■ Consigna 1
Transcribe textualmente la parte del fragmento sobre Fahrenheit 451 que va desde "Para todos los" hasta "tienen cabida.".
■ Consigna 2
Según el fragmento sobre Fahrenheit 451, ¿alrededor de qué año imaginaba Bradbury el escenario de su novela?
■ Consigna 3
Enumera, con sus autores, las novelas que el fragmento sobre Fahrenheit 451 señala como las que mejor han ilustrado la esencia de una distopía.
----- Fragmento proporcionado
Para todos los interesados en
la relación entre la Literatura y los estudios políticos y sociales, la ficción
distópica (generalmente desarrollada en novelas) es uno de los subgéneros
literarios más atractivos que se puede encontrar. De la larga lista de
historias de este tipo que se han escrito, tres son las que mejor han ilustrado
la esencia de una distopía: “1984” de George Orwell, “Un mundo feliz” de Aldous
Huxley, y “Fahrenheit 451” del prolífico escritor estadounidense Ray Bradbury.
En esta obra clásica de la literatura estadounidense, Ray Bradbury nos advierte
los riesgos de un futuro deshumanizado y frívolo, en el que los libros ya no
tienen cabida.
La novela de Bradbury nos
traslada a un escenario futurista y distópico de los Estados Unidos (sin fecha
precisa, pero que Bradbury imaginaba alrededor del año 2000), en el que los
libros se consideran objetos perniciosos para la sociedad. Los medios de
comunicación, más desarrollados en el aspecto tecnológico y en cierta forma
“personalizados”, así como el hedónico estilo de vida de esta sociedad del
futuro, no han dejado espacio para las ideas originales, controvertidas y
provocadoras que los libros contienen, por lo que estos se han convertido en
objetos prohibidos. Para erradicarlos, el gobierno estadounidense ha puesto en
marcha un programa en el que los bomberos ya no apagan incendios, sino que los
provocan, quemando las casas de aquellos que se han atrevido a conservar algún
libro.
----------
----- Datos proporcionados
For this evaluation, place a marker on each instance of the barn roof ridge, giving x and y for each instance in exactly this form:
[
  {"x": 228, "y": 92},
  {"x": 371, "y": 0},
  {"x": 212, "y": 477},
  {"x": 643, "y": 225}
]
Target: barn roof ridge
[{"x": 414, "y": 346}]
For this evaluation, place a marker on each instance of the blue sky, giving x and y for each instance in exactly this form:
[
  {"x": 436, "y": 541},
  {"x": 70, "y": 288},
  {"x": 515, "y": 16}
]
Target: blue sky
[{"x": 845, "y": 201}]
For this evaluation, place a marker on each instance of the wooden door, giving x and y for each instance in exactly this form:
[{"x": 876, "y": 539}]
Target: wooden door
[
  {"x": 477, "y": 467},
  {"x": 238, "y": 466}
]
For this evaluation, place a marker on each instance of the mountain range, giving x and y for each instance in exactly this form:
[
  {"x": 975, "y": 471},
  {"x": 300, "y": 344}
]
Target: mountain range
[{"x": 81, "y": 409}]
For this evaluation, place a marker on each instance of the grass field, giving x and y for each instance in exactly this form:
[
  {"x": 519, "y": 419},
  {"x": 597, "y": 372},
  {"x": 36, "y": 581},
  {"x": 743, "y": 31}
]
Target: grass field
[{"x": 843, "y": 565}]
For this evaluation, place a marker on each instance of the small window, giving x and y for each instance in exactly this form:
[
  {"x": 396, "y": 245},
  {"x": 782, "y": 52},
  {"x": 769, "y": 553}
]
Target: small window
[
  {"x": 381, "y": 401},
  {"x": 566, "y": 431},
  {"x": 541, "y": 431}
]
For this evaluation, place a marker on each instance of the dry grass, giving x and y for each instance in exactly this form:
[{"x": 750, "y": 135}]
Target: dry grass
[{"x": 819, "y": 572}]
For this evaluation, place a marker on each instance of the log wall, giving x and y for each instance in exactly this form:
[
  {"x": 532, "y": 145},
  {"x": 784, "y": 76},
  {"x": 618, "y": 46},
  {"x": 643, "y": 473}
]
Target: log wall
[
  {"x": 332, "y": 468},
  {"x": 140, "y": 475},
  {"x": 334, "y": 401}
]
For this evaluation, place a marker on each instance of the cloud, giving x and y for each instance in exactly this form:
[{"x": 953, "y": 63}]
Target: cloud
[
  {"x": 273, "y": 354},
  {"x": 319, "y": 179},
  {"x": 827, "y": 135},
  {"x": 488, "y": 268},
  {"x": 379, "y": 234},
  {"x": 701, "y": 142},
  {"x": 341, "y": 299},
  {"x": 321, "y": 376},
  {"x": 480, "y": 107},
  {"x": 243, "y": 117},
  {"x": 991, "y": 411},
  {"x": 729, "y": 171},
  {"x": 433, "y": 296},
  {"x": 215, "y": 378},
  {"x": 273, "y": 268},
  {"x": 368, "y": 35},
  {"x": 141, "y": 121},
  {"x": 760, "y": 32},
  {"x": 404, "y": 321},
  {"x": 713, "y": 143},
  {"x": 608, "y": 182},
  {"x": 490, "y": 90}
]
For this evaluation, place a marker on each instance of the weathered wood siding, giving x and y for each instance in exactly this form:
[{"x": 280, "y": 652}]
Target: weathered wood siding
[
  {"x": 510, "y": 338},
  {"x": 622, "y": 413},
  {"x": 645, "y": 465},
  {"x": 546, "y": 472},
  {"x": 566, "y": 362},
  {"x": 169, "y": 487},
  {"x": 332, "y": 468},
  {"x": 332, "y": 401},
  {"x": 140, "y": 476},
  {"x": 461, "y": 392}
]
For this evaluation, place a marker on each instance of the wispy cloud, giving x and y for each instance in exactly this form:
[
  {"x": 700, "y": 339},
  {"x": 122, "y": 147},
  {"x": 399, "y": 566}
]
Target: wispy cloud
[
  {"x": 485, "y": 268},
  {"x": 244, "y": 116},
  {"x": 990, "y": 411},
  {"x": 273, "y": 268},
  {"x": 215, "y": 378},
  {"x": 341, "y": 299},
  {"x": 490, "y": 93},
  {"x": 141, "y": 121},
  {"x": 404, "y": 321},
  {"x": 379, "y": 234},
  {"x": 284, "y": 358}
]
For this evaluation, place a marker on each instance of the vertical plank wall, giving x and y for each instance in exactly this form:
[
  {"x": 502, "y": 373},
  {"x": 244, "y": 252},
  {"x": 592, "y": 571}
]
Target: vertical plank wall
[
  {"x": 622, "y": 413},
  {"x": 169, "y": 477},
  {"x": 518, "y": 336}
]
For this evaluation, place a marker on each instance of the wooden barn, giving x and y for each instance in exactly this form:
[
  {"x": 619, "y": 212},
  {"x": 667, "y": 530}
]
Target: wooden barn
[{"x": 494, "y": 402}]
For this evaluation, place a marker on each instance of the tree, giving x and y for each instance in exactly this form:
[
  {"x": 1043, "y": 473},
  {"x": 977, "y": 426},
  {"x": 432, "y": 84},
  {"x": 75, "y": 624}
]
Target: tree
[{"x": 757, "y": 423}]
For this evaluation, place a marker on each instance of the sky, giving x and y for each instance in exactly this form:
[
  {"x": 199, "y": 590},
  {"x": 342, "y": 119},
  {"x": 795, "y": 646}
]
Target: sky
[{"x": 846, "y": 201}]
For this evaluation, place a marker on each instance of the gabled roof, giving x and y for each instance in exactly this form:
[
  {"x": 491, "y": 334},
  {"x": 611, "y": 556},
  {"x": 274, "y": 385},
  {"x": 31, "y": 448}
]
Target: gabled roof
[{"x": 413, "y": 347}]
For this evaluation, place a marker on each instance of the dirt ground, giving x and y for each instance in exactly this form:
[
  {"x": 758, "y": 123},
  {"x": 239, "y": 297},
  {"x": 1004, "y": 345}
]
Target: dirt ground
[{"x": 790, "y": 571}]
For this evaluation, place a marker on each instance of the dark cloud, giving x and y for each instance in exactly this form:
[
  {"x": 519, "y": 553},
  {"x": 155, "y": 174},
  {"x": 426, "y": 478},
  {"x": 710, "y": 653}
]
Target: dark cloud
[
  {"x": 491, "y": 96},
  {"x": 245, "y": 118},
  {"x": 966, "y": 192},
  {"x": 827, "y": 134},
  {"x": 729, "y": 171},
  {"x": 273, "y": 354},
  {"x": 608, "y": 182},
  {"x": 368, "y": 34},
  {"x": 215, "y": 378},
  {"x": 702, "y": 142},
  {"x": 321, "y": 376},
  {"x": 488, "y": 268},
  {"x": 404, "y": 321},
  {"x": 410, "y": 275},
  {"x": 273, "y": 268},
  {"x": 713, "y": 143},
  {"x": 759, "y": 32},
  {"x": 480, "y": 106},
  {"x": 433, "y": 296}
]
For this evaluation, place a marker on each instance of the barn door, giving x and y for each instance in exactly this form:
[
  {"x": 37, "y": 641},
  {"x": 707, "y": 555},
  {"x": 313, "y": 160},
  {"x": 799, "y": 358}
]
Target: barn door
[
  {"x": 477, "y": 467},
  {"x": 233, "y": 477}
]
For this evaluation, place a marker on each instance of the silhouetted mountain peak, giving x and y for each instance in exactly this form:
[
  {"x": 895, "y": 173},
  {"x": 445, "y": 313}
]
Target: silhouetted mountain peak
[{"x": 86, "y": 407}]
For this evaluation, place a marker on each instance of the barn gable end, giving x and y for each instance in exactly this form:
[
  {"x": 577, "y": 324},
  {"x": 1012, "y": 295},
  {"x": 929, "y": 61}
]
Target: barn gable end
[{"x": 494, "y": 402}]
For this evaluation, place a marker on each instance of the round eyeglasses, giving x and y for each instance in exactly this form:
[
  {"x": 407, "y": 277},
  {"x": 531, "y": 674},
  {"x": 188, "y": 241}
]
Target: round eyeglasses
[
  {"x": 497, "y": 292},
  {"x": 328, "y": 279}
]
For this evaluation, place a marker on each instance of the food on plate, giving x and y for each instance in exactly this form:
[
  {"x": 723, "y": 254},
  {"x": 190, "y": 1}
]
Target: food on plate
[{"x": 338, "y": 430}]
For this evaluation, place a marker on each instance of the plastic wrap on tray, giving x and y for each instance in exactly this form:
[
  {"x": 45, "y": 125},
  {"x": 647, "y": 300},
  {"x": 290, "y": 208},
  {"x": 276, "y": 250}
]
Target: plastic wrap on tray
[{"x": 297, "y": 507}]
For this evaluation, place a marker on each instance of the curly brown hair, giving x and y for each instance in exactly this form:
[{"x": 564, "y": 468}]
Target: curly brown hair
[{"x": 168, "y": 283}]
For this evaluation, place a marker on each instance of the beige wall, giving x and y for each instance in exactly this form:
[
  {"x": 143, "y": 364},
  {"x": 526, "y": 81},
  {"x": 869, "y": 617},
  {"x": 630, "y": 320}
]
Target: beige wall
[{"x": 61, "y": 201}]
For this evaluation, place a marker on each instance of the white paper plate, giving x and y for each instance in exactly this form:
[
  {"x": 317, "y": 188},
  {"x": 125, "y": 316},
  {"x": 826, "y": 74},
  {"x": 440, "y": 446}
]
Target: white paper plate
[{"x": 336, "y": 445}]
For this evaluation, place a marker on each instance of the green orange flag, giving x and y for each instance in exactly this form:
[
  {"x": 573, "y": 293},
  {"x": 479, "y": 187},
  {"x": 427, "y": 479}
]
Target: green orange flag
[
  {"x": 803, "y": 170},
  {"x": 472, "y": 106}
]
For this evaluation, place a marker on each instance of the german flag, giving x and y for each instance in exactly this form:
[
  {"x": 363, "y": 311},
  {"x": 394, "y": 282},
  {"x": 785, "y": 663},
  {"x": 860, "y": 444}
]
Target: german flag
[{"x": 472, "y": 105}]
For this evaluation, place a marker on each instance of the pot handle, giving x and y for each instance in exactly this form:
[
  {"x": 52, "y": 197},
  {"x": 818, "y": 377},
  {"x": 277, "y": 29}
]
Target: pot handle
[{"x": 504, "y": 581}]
----------
■ Solución 1
Para todos los interesados en
la relación entre la Literatura y los estudios políticos y sociales, la ficción
distópica (generalmente desarrollada en novelas) es uno de los subgéneros
literarios más atractivos que se puede encontrar. De la larga lista de
historias de este tipo que se han escrito, tres son las que mejor han ilustrado
la esencia de una distopía: “1984” de George Orwell, “Un mundo feliz” de Aldous
Huxley, y “Fahrenheit 451” del prolífico escritor estadounidense Ray Bradbury.
En esta obra clásica de la literatura estadounidense, Ray Bradbury nos advierte
los riesgos de un futuro deshumanizado y frívolo, en el que los libros ya no
tienen cabida.

■ Solución 2
Alrededor del año 2000.

■ Solución 3
- "1984", de George Orwell
- "Un mundo feliz", de Aldous Huxley
- "Fahrenheit 451", de Ray Bradbury